Goal - Pick out and copy each line in the entries below that contains the word "could". Uppercase and lowercase count as different.
================
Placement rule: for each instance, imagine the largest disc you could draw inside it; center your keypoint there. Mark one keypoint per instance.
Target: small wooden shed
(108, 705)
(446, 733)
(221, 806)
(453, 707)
================
Problem solution -
Placement rule: for each instance, imagine the largest disc you could draw inside it; center your keypoint there. Mark one keypoint per instance.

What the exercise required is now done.